(Input data Opens)

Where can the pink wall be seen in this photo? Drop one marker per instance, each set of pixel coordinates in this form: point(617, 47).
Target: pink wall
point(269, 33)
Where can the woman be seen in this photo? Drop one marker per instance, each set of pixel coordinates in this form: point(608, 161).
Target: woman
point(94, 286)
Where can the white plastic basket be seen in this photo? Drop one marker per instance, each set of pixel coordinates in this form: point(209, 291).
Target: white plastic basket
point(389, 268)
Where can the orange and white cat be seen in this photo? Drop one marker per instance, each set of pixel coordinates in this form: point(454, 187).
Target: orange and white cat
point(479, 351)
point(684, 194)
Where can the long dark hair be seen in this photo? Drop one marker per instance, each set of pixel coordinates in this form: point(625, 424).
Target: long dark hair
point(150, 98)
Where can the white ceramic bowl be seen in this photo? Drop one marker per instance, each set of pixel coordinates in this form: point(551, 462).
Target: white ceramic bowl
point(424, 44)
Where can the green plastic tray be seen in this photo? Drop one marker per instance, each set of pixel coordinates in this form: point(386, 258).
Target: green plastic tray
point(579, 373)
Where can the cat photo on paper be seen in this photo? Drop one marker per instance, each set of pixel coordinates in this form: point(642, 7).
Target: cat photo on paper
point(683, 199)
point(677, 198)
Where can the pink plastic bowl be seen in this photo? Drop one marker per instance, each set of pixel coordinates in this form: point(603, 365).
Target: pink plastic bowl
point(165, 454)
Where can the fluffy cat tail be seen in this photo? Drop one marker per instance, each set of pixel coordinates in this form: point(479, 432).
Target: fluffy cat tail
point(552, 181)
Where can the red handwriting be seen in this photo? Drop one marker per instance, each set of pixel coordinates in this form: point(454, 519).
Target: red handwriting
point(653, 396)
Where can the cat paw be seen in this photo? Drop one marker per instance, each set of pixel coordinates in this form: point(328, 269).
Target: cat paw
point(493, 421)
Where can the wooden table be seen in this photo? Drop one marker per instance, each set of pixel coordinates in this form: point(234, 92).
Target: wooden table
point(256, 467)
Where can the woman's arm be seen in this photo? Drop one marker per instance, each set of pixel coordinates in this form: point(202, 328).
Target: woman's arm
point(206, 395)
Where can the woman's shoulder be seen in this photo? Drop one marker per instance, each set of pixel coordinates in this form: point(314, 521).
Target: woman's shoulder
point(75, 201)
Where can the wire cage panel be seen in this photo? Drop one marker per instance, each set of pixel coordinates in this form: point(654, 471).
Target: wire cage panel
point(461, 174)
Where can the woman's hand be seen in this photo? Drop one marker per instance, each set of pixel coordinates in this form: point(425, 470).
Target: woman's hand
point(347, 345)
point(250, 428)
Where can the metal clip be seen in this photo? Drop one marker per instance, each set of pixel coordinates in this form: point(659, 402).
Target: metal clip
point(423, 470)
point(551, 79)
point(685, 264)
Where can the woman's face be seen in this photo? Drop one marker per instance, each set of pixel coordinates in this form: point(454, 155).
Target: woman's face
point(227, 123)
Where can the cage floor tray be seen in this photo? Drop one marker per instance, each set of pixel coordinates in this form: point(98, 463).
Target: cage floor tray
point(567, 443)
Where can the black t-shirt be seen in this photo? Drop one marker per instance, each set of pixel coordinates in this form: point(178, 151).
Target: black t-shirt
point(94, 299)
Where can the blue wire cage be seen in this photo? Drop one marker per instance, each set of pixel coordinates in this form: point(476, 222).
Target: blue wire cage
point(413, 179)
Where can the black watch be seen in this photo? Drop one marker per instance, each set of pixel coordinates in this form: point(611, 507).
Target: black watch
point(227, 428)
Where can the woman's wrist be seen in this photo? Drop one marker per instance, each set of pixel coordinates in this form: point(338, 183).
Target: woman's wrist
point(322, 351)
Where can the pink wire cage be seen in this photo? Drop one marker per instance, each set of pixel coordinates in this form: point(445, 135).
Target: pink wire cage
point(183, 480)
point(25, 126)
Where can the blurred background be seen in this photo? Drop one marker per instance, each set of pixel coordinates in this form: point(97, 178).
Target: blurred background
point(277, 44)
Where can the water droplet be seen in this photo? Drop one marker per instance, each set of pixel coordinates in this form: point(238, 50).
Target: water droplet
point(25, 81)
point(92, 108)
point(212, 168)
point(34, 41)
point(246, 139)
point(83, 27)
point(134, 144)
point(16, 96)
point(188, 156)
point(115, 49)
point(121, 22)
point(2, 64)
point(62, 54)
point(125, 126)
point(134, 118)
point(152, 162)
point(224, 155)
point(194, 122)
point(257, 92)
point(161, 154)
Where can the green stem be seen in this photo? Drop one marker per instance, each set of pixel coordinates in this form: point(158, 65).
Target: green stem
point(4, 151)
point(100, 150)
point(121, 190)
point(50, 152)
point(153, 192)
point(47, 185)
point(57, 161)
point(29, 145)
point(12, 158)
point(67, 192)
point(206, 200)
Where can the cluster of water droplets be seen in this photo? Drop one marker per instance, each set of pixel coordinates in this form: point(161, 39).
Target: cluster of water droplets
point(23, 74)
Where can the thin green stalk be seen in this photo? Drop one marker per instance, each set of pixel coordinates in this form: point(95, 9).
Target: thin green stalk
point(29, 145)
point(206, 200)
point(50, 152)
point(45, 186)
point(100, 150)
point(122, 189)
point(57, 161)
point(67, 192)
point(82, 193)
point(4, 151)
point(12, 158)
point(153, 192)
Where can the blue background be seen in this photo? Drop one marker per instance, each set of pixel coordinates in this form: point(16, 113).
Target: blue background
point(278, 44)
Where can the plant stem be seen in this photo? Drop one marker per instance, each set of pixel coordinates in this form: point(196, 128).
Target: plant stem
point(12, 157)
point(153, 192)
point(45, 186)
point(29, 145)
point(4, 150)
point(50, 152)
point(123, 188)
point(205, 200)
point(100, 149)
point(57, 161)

(Input data Closes)

Your task —
Repeat the data above. Change nothing.

Task answer —
Where can the pink wall be seen in this photo? Drop one marker per instance, each set of pixel coordinates in this form: point(617, 47).
Target: pink wall
point(269, 33)
Where can the woman be seen in this photo? Drop one marker per instance, each set of pixel coordinates in this form: point(608, 161).
Target: woman
point(94, 286)
Where can the white plastic basket be seen in this photo? Drop one marker per instance, each set of pixel coordinates in this form: point(209, 291).
Target: white plastic basket
point(389, 268)
Where can the orange and white cat be seen in this photo? Drop one marker per instance, each set of pixel coordinates in this form: point(454, 187).
Target: orange and white cat
point(479, 351)
point(684, 194)
Where can the long dark hair be seen in this photo? Drop one marker per instance, each set of pixel coordinates in this form: point(625, 424).
Target: long dark hair
point(150, 98)
Where can the white ceramic bowl be seen in this photo? Drop one marker per instance, each set of pixel coordinates in this form: point(551, 462).
Target: white ceramic bowl
point(424, 44)
Where can the green plastic tray be seen in this photo? Drop one marker per instance, each set of pixel coordinates in this form: point(386, 258).
Target: green plastic tray
point(579, 373)
Where can the cat photo on paper be seen in this photo? Drop one marker per instance, each set of pixel coordinates in this form: point(642, 7).
Target: cat photo on paper
point(683, 199)
point(677, 198)
Where can the pink plastic bowl be seen in this photo? Drop one marker per instance, each set of pixel coordinates in this form: point(603, 365).
Target: pink plastic bowl
point(165, 454)
Where can the fluffy cat tail be seen in this photo? Drop one marker per instance, each set of pixel coordinates in this form: point(479, 432).
Target: fluffy cat tail
point(552, 181)
Where can the red handwriting be seen in this photo? Drop one marker per instance, each set of pixel coordinates in this form: point(454, 519).
Target: red handwriting
point(653, 396)
Where can the cat paw be seen in this photo? Drop one marker per instance, each set of pixel coordinates in this form: point(328, 269).
Target: cat paw
point(493, 421)
Where can the wooden table be seen in this photo? Drop one marker per instance, each set of pixel coordinates in this form: point(234, 92).
Target: wooden table
point(256, 467)
Where can the woman's arm be seen in this photo? Drop one marker per instance, each set of pixel coordinates in this form: point(202, 328).
Target: woman's arm
point(206, 395)
Where can the woman's shoulder be seen in this photo? Drop one marker per instance, each set of pixel coordinates in this form: point(314, 521).
Target: woman's shoulder
point(75, 201)
Where can the wire cage panel be seen in this photo? Drop one marker per instance, each set of pixel coordinates in this form: point(654, 471).
Target: wire cage panel
point(461, 174)
Where can the woman's hand be seen in this photo? Drop one marker per instance, each set of pixel coordinates in this form: point(425, 470).
Target: woman's hand
point(347, 345)
point(250, 428)
Where can the metal clip be seen in this photo? Drop one marker per instance, each set of pixel coordinates in this form: point(659, 402).
Target: metal clip
point(423, 470)
point(551, 79)
point(685, 264)
Where can the woman's face be seen in this photo? Drop one marker per instance, each set of pixel coordinates in this form: point(454, 155).
Target: woman's face
point(227, 123)
Where can the cage floor tray be seen in this photo? Drop one marker per instance, each set of pixel coordinates in this form: point(98, 463).
Target: cage floor tray
point(567, 443)
Where can the black t-shirt be seen in this photo? Drop one marker per instance, each set of pixel coordinates in this form: point(178, 151).
Target: black t-shirt
point(94, 299)
Where can the blue wire cage be seen in this photo? Drop one marker per instance, each set of pixel coordinates in this form: point(476, 222).
Target: blue wire cage
point(413, 179)
Where can the black watch be seen in this photo? Drop one marker per instance, each set of pixel coordinates in this form: point(611, 507).
Target: black watch
point(227, 428)
Where can the woman's wrist be seen in this photo? Drop one marker per instance, each set of pixel coordinates in this form: point(338, 183).
Target: woman's wrist
point(322, 351)
Where can the pink wire cage be seen in this photo? Drop one marker per instance, each set of pixel coordinates in this form: point(445, 135).
Target: pink wire cage
point(183, 480)
point(25, 126)
Where can the blurred background be seen in this photo? Drop one marker per instance, each set of pixel coordinates in this form: point(97, 178).
Target: blurred background
point(277, 44)
Where can the water droplet be seen in this photo? Drop one marker per instance, each set of pixel coordinates in this form: point(238, 50).
Target: water droplet
point(25, 81)
point(92, 108)
point(212, 168)
point(34, 41)
point(246, 139)
point(83, 27)
point(134, 144)
point(16, 96)
point(188, 156)
point(115, 49)
point(121, 22)
point(2, 64)
point(62, 54)
point(125, 126)
point(134, 118)
point(152, 162)
point(224, 155)
point(194, 122)
point(257, 92)
point(161, 154)
Where can the green stem be seen in this photo? Drop one marker per instance, each set of pixel coordinates in this form: point(158, 65).
Target: green stem
point(4, 151)
point(100, 150)
point(121, 190)
point(50, 152)
point(153, 192)
point(47, 185)
point(57, 161)
point(29, 145)
point(12, 158)
point(67, 192)
point(206, 200)
Where can the cluster of water droplets be seen in this photo? Drop one marker per instance, each set of pixel coordinates in this form: point(161, 39).
Target: cluster of water droplets
point(23, 74)
Where can the thin green stalk be seen in this photo? Drop one marker per instance, each set of pixel coordinates in this form: point(95, 9).
Target: thin green stalk
point(29, 145)
point(206, 200)
point(50, 152)
point(45, 186)
point(100, 150)
point(122, 189)
point(57, 161)
point(67, 192)
point(82, 193)
point(4, 151)
point(12, 158)
point(153, 192)
Where can the blue background be seen in this photo? Drop one marker per instance, each set of pixel coordinates in this form: point(16, 113).
Target: blue background
point(278, 44)
Where can the plant stem be seen in this photo? Drop one marker per instance, each set of pixel coordinates in this form: point(196, 128).
Target: plant stem
point(12, 157)
point(153, 192)
point(45, 186)
point(29, 145)
point(4, 150)
point(50, 152)
point(123, 188)
point(205, 200)
point(100, 149)
point(57, 161)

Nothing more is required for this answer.